SHORT PROBLEM.
Replace "flax seed" with "linseed" throughout the material below and reproduce every line with no other changes.

MATERIAL TO PROCESS.
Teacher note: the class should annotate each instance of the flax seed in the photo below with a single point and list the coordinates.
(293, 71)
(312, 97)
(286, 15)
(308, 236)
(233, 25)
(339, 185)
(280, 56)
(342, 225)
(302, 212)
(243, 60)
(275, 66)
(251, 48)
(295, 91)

REPLY TO THE TASK.
Teacher note: the class should annotate each instance of the linseed in the photo below with a single point and list the coordinates.
(293, 71)
(312, 97)
(286, 15)
(308, 236)
(233, 25)
(339, 185)
(280, 56)
(342, 225)
(302, 212)
(243, 60)
(275, 66)
(251, 48)
(295, 91)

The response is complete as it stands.